Please locate each line in the entries below that contains the word "prompts" and copy those lines. Only matches with the same capitalization count.

[Dataset entries]
_____
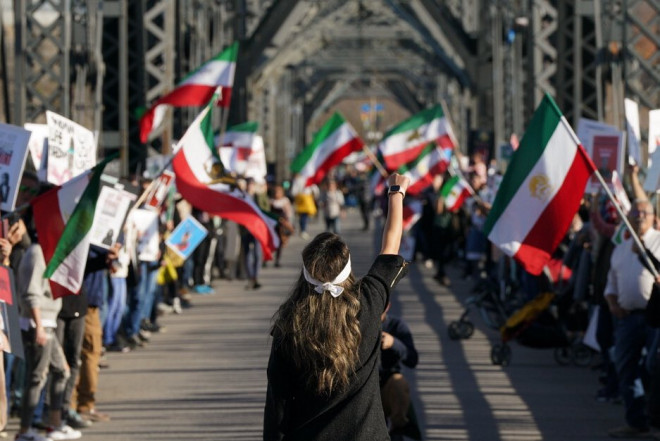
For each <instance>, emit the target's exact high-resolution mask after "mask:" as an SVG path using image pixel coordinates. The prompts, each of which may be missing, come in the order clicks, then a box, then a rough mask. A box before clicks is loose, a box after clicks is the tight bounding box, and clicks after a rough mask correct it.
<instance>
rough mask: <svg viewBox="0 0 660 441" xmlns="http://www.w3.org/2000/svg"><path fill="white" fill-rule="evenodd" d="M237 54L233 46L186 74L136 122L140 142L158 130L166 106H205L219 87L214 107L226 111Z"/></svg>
mask: <svg viewBox="0 0 660 441" xmlns="http://www.w3.org/2000/svg"><path fill="white" fill-rule="evenodd" d="M237 54H238V42H235V43H234V44H232V45H231V46H229V47H228V48H227V49H225V50H224V51H222V52H220V53H219V54H218V55H216V56H215V57H213V58H211V59H210V60H209V61H207V62H206V63H204V64H202V65H201V66H200V67H198V68H197V69H196V70H195V71H193V72H192V73H190V74H189V75H188V76H187V77H186V78H184V79H183V81H181V83H179V84H178V85H177V86H176V87H175V88H174V90H173V91H171V92H170V93H168V94H167V95H165V96H163V97H161V98H159V99H158V100H157V101H156V102H155V103H154V105H153V106H152V107H151V108H150V109H149V110H148V111H147V112H146V113H145V114H144V115H143V116H142V118H141V119H140V141H142V142H143V143H146V142H147V140H148V139H149V134H150V133H151V131H152V130H153V129H154V128H156V127H158V126H160V124H161V123H162V121H163V118H164V117H165V111H166V110H167V106H174V107H191V106H199V107H201V106H205V105H206V104H207V103H208V102H209V101H210V100H211V97H212V96H213V94H214V93H215V91H216V89H217V88H218V87H222V98H221V99H220V100H218V101H217V105H218V106H221V107H229V102H230V100H231V88H232V86H233V84H234V72H235V71H236V55H237Z"/></svg>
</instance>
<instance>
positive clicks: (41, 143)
mask: <svg viewBox="0 0 660 441" xmlns="http://www.w3.org/2000/svg"><path fill="white" fill-rule="evenodd" d="M23 127H24V128H25V130H28V131H29V132H30V142H29V143H28V150H29V151H30V159H31V160H32V164H34V169H35V170H36V171H37V177H38V178H39V180H40V181H42V182H45V181H46V177H47V175H46V174H47V173H48V170H47V166H48V125H47V124H32V123H25V124H23Z"/></svg>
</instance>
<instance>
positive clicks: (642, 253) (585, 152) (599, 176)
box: [561, 115, 658, 278]
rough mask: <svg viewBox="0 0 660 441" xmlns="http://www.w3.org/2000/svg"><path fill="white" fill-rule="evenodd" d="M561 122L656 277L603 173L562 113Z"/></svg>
mask: <svg viewBox="0 0 660 441" xmlns="http://www.w3.org/2000/svg"><path fill="white" fill-rule="evenodd" d="M561 122H562V123H563V124H564V125H565V126H566V127H567V128H568V129H569V130H568V132H569V133H570V134H571V136H572V137H573V141H575V143H576V144H577V145H578V152H579V153H580V154H581V155H583V156H584V158H585V159H586V160H587V161H588V162H589V164H590V165H591V167H592V168H593V170H594V172H593V173H594V175H596V178H597V179H598V181H599V182H600V185H601V187H603V190H605V194H606V195H607V197H608V198H609V199H610V201H612V204H613V205H614V208H615V209H616V212H617V213H618V215H619V217H620V218H621V220H622V221H623V223H624V224H625V225H626V228H628V231H629V232H630V235H631V236H632V238H633V241H634V242H635V245H637V248H638V249H639V250H640V252H641V253H642V254H643V256H644V261H645V262H646V264H647V266H648V268H649V269H650V270H651V274H653V277H654V278H655V277H658V272H657V270H656V269H655V266H654V265H653V263H652V262H651V259H649V256H648V255H647V254H646V247H645V246H644V244H642V241H641V240H640V238H639V236H638V235H637V233H636V232H635V230H634V229H633V227H632V225H631V224H630V221H629V220H628V217H627V216H626V215H625V214H624V213H623V209H622V208H621V205H620V204H619V202H618V201H617V200H616V199H615V197H614V194H612V191H611V190H610V188H609V187H608V185H607V182H605V179H604V178H603V175H601V174H600V172H599V171H598V168H596V165H595V164H594V163H593V161H592V160H591V158H590V157H589V155H588V154H587V152H586V150H584V147H582V143H580V140H579V139H578V137H577V135H576V134H575V132H573V129H572V128H571V126H570V124H568V121H566V118H565V117H564V116H563V115H562V117H561ZM648 203H649V204H651V202H650V201H648Z"/></svg>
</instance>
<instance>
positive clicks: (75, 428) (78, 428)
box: [64, 409, 93, 429]
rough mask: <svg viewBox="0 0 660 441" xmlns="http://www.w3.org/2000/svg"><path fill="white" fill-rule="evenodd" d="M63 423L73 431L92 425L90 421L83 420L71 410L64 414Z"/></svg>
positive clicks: (70, 409)
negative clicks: (63, 421) (69, 426)
mask: <svg viewBox="0 0 660 441" xmlns="http://www.w3.org/2000/svg"><path fill="white" fill-rule="evenodd" d="M64 421H66V424H67V425H69V426H71V427H73V428H74V429H86V428H88V427H91V425H92V424H93V423H92V422H91V421H90V420H84V419H83V418H82V417H81V416H80V414H78V412H76V411H75V410H73V409H69V410H67V411H66V412H64Z"/></svg>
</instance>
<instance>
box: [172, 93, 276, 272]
mask: <svg viewBox="0 0 660 441" xmlns="http://www.w3.org/2000/svg"><path fill="white" fill-rule="evenodd" d="M210 128H211V104H209V105H208V106H206V108H205V109H204V111H203V112H202V113H201V114H200V115H199V116H198V117H197V118H196V119H195V121H193V123H192V124H191V125H190V127H189V128H188V130H187V131H186V133H185V134H184V135H183V137H182V138H181V140H180V141H179V145H178V151H177V153H176V155H175V156H174V159H173V161H172V168H173V170H174V174H175V175H176V186H177V189H178V191H179V193H181V195H182V196H183V197H184V198H185V199H186V200H187V201H188V202H190V203H191V204H192V205H193V206H194V207H196V208H198V209H200V210H202V211H205V212H207V213H209V214H212V215H216V216H219V217H221V218H223V219H229V220H231V221H234V222H236V223H238V224H240V225H243V226H244V227H245V228H246V229H247V230H248V231H249V232H250V233H252V235H253V236H254V237H255V238H256V239H257V241H259V243H260V244H261V249H262V251H263V253H264V258H265V259H266V260H270V259H271V258H272V252H273V251H275V250H276V249H277V248H278V247H279V239H278V237H277V234H276V233H275V225H276V221H275V220H273V219H271V218H270V217H268V216H267V215H266V214H264V213H263V212H262V211H261V210H260V209H259V207H258V206H257V205H256V204H255V202H254V200H253V199H252V197H251V196H249V195H247V194H245V193H243V192H242V191H240V190H238V189H236V188H232V187H230V186H229V185H226V184H223V183H219V182H218V178H219V177H220V176H218V175H217V173H216V171H215V170H216V167H217V163H218V161H219V157H218V156H217V150H216V149H215V145H214V144H215V143H214V141H215V140H214V136H213V132H212V130H209V129H210Z"/></svg>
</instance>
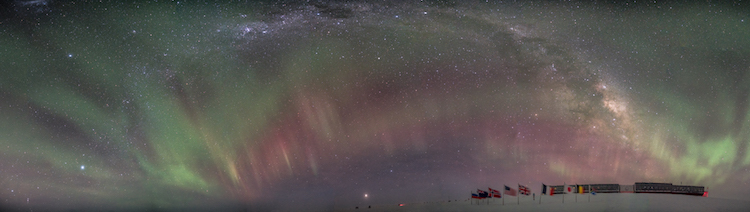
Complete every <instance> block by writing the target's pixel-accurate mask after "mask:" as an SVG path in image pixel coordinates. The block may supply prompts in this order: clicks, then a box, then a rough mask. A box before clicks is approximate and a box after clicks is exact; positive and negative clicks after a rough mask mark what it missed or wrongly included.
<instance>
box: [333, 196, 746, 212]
mask: <svg viewBox="0 0 750 212" xmlns="http://www.w3.org/2000/svg"><path fill="white" fill-rule="evenodd" d="M576 198H577V199H576ZM588 198H589V195H588V194H568V195H565V203H563V195H555V196H543V197H542V202H541V204H539V196H537V199H536V201H533V200H532V198H531V197H530V196H529V197H525V196H524V197H521V198H520V201H519V200H518V199H517V198H516V197H509V198H506V199H505V205H503V202H502V200H500V199H489V204H483V205H476V203H474V204H470V202H469V201H468V200H466V199H463V200H458V201H457V202H456V201H453V200H451V202H447V200H446V201H445V202H431V203H412V204H408V203H404V206H402V207H399V206H398V205H397V204H394V205H377V206H375V205H374V206H372V208H367V205H364V206H359V209H354V208H353V207H352V208H346V209H345V208H341V209H337V210H335V211H750V201H742V200H731V199H719V198H712V197H700V196H688V195H674V194H635V193H615V194H596V195H592V196H591V201H590V202H589V199H588ZM475 201H476V200H475ZM519 203H520V204H519Z"/></svg>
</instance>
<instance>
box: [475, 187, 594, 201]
mask: <svg viewBox="0 0 750 212" xmlns="http://www.w3.org/2000/svg"><path fill="white" fill-rule="evenodd" d="M504 186H505V189H504V191H503V194H505V195H510V196H516V195H517V194H516V193H518V194H520V195H526V196H528V195H531V190H530V189H529V187H526V186H523V185H521V184H518V190H516V189H513V188H511V187H508V186H507V185H504ZM487 190H488V191H484V190H481V189H477V193H473V192H472V193H471V198H474V199H484V198H502V196H501V194H500V191H498V190H495V189H492V188H490V187H487ZM589 190H590V191H591V194H596V191H595V190H591V189H590V188H589ZM563 191H564V192H565V193H583V187H582V186H576V185H563ZM542 194H546V195H550V196H552V195H555V188H554V187H552V186H548V185H545V184H543V183H542Z"/></svg>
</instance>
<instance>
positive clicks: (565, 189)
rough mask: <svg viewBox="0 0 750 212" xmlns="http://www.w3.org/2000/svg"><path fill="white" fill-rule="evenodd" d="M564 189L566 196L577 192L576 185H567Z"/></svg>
mask: <svg viewBox="0 0 750 212" xmlns="http://www.w3.org/2000/svg"><path fill="white" fill-rule="evenodd" d="M563 189H565V190H564V192H565V193H566V194H570V193H575V192H576V186H575V185H565V187H564V188H563Z"/></svg>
_____
Answer for this exercise >>
For each <instance>, emit the target's exact high-resolution mask after "mask:" as an SVG path using image pixel coordinates. The prompts, each of which may be missing, come in the order clicks, then a box, then a rough mask. A box before clicks is loose, a box after clicks is the tight bounding box, and clicks after a rough mask correct it.
Complete every <instance> block by writing the target's pixel-accurate mask after "mask:" as an SVG path in image pixel coordinates. The block may supply prompts in this order: clicks, then a box, then a rough mask. A box before clicks is approximate and a box after clicks is exact; positive and negative clicks after a rough mask mark what it missed or wrongly included.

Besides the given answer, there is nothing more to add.